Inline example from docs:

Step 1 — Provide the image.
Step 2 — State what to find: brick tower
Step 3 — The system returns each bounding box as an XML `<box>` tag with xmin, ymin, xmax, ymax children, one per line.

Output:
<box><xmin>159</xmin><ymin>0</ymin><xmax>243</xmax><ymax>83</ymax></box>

Exercise aim: Rewrite the items above with "bounding box" changed to "enclosing rectangle" wherever it occurs, leaving every other word and line unchanged.

Exercise solution:
Inline example from docs:

Step 1 — Provide the image.
Step 2 — State what to find: brick tower
Step 3 — The system returns each enclosing rectangle as an XML `<box>` tag with xmin, ymin, xmax, ymax children, one per line.

Output:
<box><xmin>159</xmin><ymin>0</ymin><xmax>243</xmax><ymax>83</ymax></box>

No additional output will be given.